- Set problem -
Please change every "this photo" in the items below to "this image" and leave everything else as it is. Leave the pictures out of your version.

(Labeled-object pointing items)
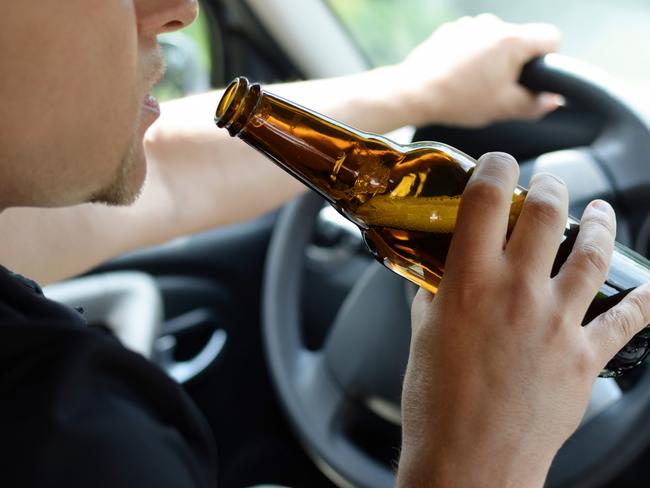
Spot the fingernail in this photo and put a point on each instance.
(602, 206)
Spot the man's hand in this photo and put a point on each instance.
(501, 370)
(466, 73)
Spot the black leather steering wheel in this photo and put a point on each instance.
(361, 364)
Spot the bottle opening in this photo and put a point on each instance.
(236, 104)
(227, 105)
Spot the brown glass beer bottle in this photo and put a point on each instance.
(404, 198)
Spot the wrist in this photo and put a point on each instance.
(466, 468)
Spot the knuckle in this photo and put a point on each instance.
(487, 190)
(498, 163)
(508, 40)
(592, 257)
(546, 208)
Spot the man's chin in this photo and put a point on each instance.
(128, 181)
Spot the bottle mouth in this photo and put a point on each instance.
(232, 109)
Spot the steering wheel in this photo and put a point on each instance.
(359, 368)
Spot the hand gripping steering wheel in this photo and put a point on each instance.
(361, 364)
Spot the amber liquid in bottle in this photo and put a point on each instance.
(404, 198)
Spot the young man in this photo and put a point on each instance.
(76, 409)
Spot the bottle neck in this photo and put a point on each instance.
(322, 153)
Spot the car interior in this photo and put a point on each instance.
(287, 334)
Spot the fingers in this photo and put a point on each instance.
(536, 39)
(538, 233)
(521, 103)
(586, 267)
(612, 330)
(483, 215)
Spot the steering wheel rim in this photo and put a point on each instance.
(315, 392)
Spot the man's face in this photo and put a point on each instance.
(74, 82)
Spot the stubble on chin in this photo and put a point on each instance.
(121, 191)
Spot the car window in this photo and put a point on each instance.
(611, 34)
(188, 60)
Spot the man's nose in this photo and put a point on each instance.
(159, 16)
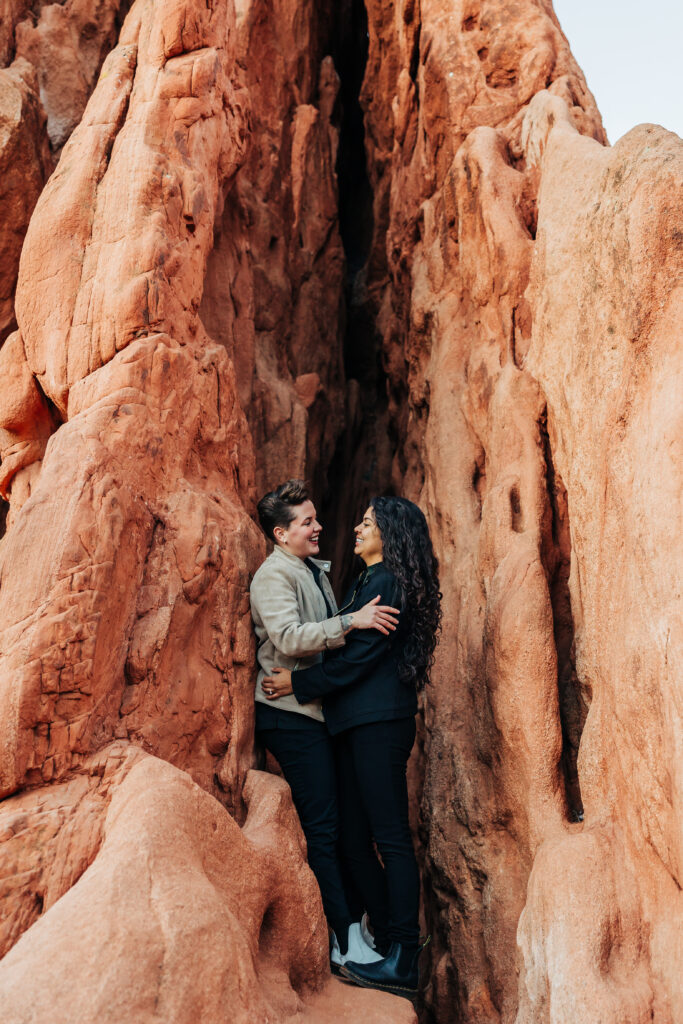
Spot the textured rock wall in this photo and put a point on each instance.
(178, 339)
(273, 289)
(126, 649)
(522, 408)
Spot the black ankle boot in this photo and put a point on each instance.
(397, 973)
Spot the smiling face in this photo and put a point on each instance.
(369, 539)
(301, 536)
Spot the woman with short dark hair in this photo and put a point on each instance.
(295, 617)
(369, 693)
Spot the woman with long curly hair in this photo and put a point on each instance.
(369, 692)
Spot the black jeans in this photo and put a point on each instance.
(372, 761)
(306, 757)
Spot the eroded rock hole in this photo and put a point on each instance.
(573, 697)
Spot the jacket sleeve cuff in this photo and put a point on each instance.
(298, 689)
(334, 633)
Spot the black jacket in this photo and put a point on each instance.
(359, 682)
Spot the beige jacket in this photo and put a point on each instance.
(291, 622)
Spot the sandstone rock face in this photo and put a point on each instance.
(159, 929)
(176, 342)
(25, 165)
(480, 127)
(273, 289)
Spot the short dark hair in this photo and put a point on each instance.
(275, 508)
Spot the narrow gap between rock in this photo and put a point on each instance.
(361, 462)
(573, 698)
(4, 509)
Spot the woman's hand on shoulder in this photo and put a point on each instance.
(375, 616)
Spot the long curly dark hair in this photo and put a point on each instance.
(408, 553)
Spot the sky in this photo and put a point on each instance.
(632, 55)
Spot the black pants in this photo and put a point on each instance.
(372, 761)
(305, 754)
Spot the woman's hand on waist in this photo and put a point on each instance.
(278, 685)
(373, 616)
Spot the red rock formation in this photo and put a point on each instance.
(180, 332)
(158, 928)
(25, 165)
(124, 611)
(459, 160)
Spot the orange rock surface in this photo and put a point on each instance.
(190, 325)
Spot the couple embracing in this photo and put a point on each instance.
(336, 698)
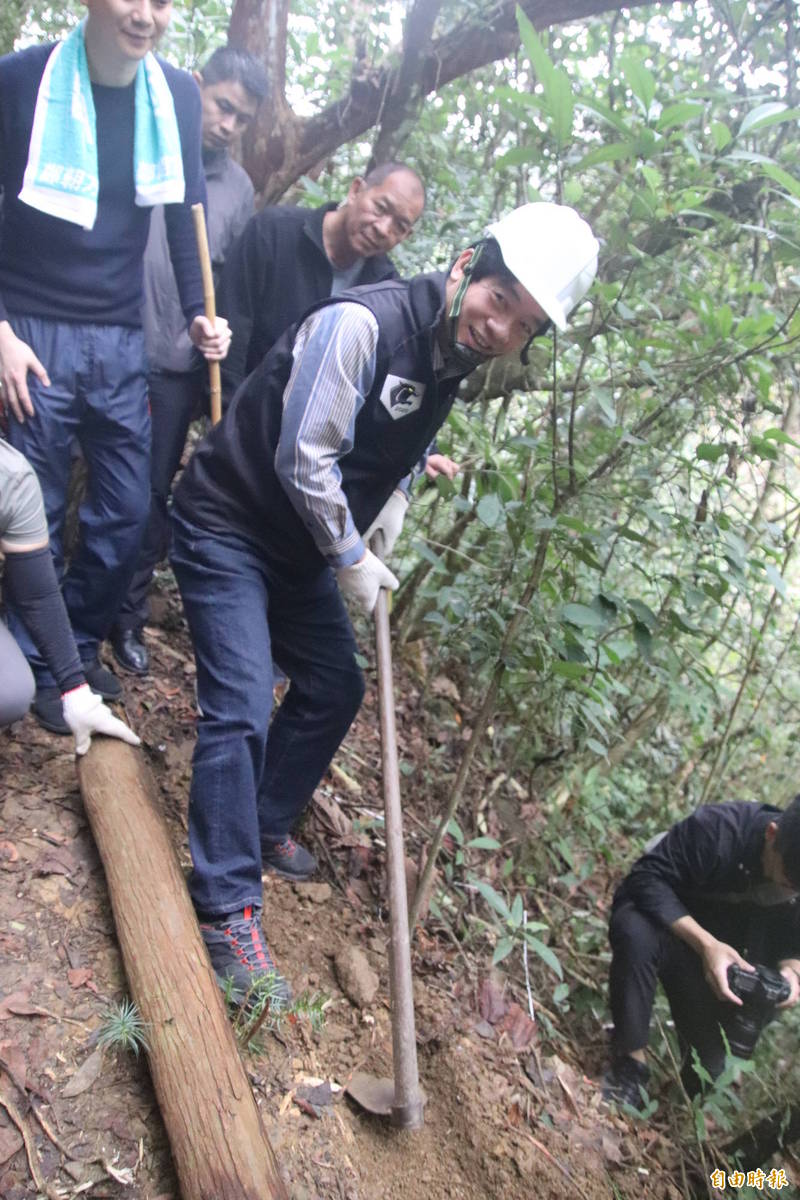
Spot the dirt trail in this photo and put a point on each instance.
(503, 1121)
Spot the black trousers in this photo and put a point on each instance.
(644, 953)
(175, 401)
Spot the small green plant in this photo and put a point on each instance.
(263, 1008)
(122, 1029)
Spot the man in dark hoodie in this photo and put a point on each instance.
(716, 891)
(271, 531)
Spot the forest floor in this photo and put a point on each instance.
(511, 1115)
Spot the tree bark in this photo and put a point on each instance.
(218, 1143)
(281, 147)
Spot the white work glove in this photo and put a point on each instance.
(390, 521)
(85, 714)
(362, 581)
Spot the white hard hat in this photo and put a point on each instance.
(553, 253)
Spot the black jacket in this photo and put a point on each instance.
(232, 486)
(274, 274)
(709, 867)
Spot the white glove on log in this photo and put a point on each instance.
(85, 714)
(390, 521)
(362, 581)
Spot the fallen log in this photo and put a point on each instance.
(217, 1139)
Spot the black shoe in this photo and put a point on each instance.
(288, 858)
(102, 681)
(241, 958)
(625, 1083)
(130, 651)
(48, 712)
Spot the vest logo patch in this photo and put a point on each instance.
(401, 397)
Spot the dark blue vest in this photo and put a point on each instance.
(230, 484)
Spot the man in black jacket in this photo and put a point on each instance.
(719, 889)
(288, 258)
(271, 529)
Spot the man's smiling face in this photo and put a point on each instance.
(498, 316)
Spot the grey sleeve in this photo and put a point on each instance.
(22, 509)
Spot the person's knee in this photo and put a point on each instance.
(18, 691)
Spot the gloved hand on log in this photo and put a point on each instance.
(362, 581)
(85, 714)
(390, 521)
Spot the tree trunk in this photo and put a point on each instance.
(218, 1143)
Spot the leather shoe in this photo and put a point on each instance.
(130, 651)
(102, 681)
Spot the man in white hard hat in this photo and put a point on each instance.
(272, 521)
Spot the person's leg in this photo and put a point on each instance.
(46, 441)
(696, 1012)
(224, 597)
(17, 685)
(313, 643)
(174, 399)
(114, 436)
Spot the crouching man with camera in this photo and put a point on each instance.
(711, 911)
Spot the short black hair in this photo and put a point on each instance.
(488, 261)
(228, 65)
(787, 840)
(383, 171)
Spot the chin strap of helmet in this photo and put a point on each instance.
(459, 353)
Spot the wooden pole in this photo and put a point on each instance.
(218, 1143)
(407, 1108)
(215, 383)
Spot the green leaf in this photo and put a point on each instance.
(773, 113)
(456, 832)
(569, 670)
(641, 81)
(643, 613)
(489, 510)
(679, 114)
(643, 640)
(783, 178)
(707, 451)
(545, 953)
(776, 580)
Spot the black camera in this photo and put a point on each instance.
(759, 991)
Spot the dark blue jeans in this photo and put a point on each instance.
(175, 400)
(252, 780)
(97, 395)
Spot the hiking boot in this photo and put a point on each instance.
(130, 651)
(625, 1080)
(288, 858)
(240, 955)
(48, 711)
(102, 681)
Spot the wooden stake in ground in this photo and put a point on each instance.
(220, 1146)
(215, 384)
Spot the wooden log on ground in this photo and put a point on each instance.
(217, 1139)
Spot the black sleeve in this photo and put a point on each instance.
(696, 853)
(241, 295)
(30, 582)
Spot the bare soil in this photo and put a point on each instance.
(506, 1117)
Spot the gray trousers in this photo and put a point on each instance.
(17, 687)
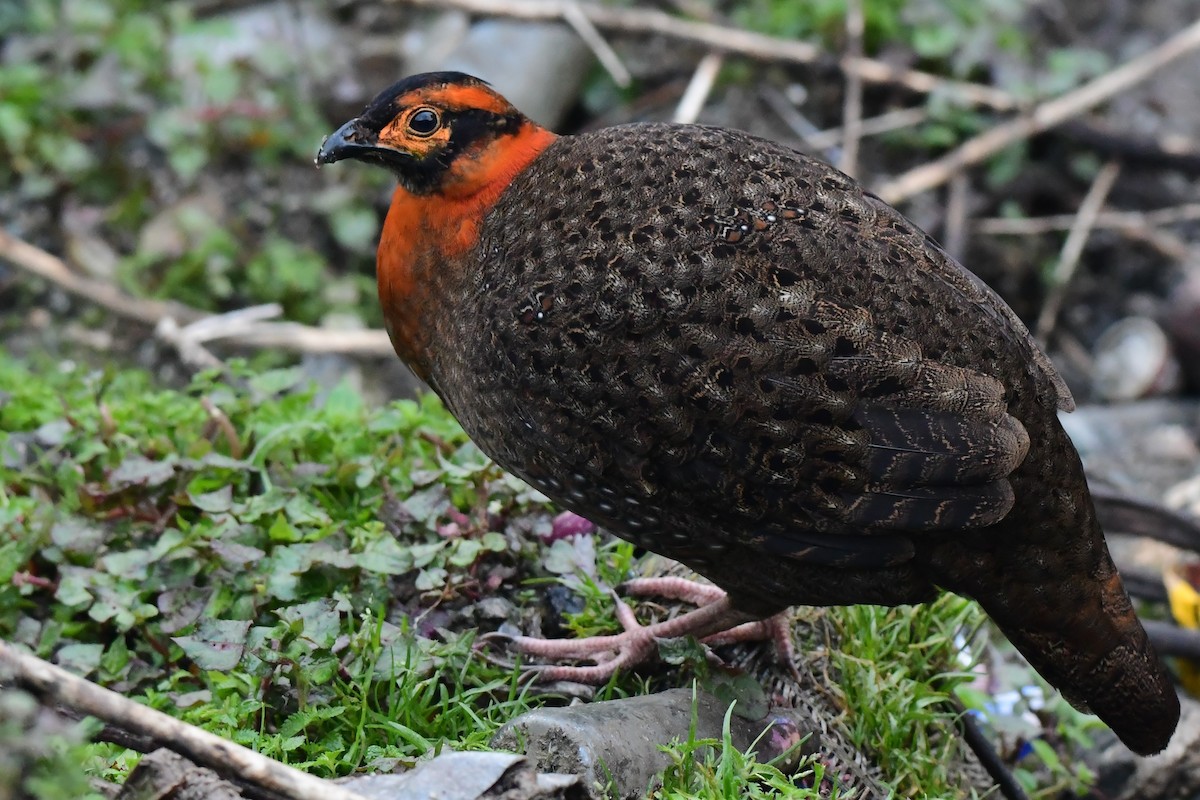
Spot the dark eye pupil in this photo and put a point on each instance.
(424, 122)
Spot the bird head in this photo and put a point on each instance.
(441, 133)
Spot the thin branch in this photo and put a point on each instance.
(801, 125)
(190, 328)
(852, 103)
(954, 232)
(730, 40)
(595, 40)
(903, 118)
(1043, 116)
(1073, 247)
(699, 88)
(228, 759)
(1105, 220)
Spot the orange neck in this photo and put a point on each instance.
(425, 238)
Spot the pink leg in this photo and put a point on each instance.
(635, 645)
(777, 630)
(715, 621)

- Finished task -
Spot the fingernail in this image and put a point on each instance.
(602, 206)
Spot the man's hand in this image and put a point on each instance.
(501, 370)
(466, 73)
Spot the black leather steering wheel in this image and put a point on each instance.
(361, 364)
Spot the bottle opening in this image and put a point on each instance.
(236, 104)
(227, 105)
Spot the brown glass beer bottle in this image and put a point on each instance.
(404, 198)
Spot the wrist in this image and put a point on each instance.
(466, 468)
Spot the knuckle in this image and put a point on each instance.
(487, 190)
(498, 163)
(508, 40)
(592, 257)
(546, 208)
Spot the man's chin in this image and put a point on each instance.
(128, 181)
Spot the bottle mouth in this image and put a point on each instance.
(232, 109)
Spot the steering wheel in this image and put a point on each instance.
(359, 368)
Spot the hand gripping steering wheel in this image and put a point on each instance.
(361, 364)
Spot the amber liquid in bottle in this image and put a point on each instance.
(404, 198)
Spot the young man in this image and put a point on each instance.
(76, 409)
Spot the bottle neck in this image and put a point on each instance.
(322, 153)
Spot the car interior in this image and put a point on each instance.
(287, 334)
Spot the fingers in this image and put a point on each instance.
(536, 39)
(538, 233)
(521, 103)
(586, 267)
(612, 330)
(483, 215)
Spot the steering wheel rim in this image and put a point on each instance.
(315, 392)
Spot the man's face in this image and put a point on each instance.
(74, 82)
Spot the stubble on chin in this image and put a point on each instance.
(121, 191)
Spot the car window in this image and put a point on each instance.
(611, 34)
(188, 60)
Spot the man's nose in this image and put a point on each instance.
(159, 16)
Spot the textured rock wall in this image and put a point on each instance.
(178, 339)
(273, 289)
(126, 649)
(522, 408)
Spot the black ankle boot in this image and put a point on each instance.
(397, 973)
Spot the smiling face in this image and put a point on each instance.
(369, 539)
(301, 536)
Spot the woman with short dark hair in this image and put a point on each instance.
(295, 617)
(369, 693)
Spot the woman with long curly hair in this image and put a point on each instance.
(369, 692)
Spot the black jeans in this image and put a point on each instance.
(372, 761)
(306, 757)
Spot the eroded rock hole in this image and put a point on each instance.
(573, 697)
Spot the jacket sleeve cuff in this image and put a point on each instance.
(298, 689)
(334, 633)
Spot the black jacket in this image and put a point on each instance.
(359, 682)
Spot the beige jacket in this image and put a point on each instance.
(291, 622)
Spot the sandstone rock face in this image and put a point on each instance.
(159, 929)
(176, 342)
(25, 165)
(480, 127)
(273, 289)
Spot the short dark hair in this image and put a point on each instance.
(275, 508)
Spot the narrow gap between rock in this image and put a point on each instance.
(361, 462)
(573, 698)
(4, 509)
Spot the woman's hand on shoulder in this image and put a point on each instance.
(375, 616)
Spot the long curly dark hair in this image and put a point on each instance.
(408, 553)
Spot the sky in this image and put a point on each instance.
(632, 55)
Spot the black pants in this image and put a point on each instance.
(372, 761)
(305, 754)
Spot the woman's hand on waist in this image and put a point on each instance.
(278, 685)
(373, 616)
Spot the red rock formation in this image and put a point on each instance.
(180, 332)
(158, 928)
(25, 165)
(124, 611)
(459, 160)
Spot the orange rock surface in this image and put a point on each instance.
(190, 325)
Spot the couple embracing in this image and put a point on each instance.
(336, 698)
Spot the dirt trail in this image and put a point on each instance.
(503, 1121)
Spot the black trousers in this image and put a point on each instance.
(644, 953)
(175, 401)
Spot the small green plant in this image and put a point on each instance.
(263, 1008)
(122, 1029)
Spot the man in dark hoodie in this image and put a point on each instance.
(716, 891)
(271, 531)
Spot the forest floor in this image and put a point on each instance.
(511, 1115)
Spot the tree bark in this image and put a point on each instance.
(218, 1143)
(281, 147)
Spot the white work glove in this image and put a point on each instance.
(390, 521)
(85, 714)
(362, 581)
Spot the white hard hat in this image and put a point on each instance.
(553, 253)
Spot the black jacket in this image and put a point on each instance.
(232, 486)
(274, 274)
(709, 867)
Spot the white glove on log in this image and put a point on each instance.
(85, 714)
(390, 521)
(362, 581)
Spot the fallen log in this image and put a point on each instance.
(217, 1139)
Spot the black shoe in this image and put a point on each instance.
(288, 858)
(102, 681)
(241, 958)
(625, 1083)
(130, 651)
(48, 712)
Spot the vest logo patch in this image and put a point on each instance.
(401, 397)
Spot the dark blue vest in this image and put a point on each instance.
(230, 484)
Spot the man in black jacket in this image and put a point on each instance.
(719, 889)
(288, 258)
(271, 529)
Spot the man's smiling face in this image and put a point on each instance.
(498, 316)
Spot the grey sleeve in this image and put a point on each instance.
(22, 509)
Spot the person's knee in this image and put a point on each instance.
(18, 691)
Spot the gloved hand on log in this image and put a point on each instance.
(362, 581)
(85, 714)
(390, 521)
Spot the tree trunk in this image and put a point on each instance.
(218, 1143)
Spot the leather shoe in this image and put a point on each instance.
(130, 651)
(102, 681)
Spot the man in white hard hat in this image and put a point on each instance.
(272, 521)
Spot the person's leg in this image and put a point on each instance.
(46, 441)
(696, 1012)
(224, 597)
(17, 685)
(313, 643)
(174, 399)
(114, 436)
Spot the crouching man with camera in this image and put a point on each instance.
(711, 911)
Spot the short black hair in this image and put a point on each instance.
(488, 261)
(228, 65)
(787, 840)
(383, 171)
Spot the chin strap of helmet in this image and put a point on each instance.
(459, 353)
Spot the wooden pole in this image and put a point on each instance.
(218, 1143)
(407, 1108)
(215, 383)
Spot the green leaf in this image and put a point on each instance.
(773, 113)
(456, 832)
(569, 670)
(641, 81)
(643, 613)
(489, 510)
(679, 114)
(643, 640)
(783, 178)
(707, 451)
(545, 953)
(776, 580)
Spot the black camera in this image and put a point on each instance.
(759, 991)
Spot the dark blue jeans in this image and put a point on each instance.
(175, 400)
(252, 780)
(97, 395)
Spot the hiking boot in this image and put a point on each instance.
(130, 651)
(625, 1080)
(288, 858)
(240, 955)
(48, 711)
(102, 681)
Spot the wooden stake in ground in this image and put a point on each instance.
(220, 1146)
(215, 384)
Spot the wooden log on ground in this image and put a point on each instance.
(217, 1139)
Spot the black sleeve in this image and put a point on each instance.
(696, 853)
(241, 295)
(30, 582)
Spot the bare soil in this image and put a point on each instance.
(506, 1117)
Spot the gray trousers in this image and put a point on each instance.
(17, 687)
Spot the dark eye pupil in this image and put a point on each instance.
(424, 122)
Spot the bird head in this image and put a point on each instance.
(441, 133)
Spot the thin branch in this image and put a point on each instance.
(801, 125)
(190, 328)
(852, 103)
(954, 232)
(730, 40)
(595, 40)
(903, 118)
(1043, 116)
(1073, 247)
(699, 88)
(228, 759)
(1105, 220)
Spot the orange neck in this image and put a point on each instance.
(425, 238)
Spot the pink leg in this image and put a point on each instance.
(635, 645)
(777, 630)
(715, 621)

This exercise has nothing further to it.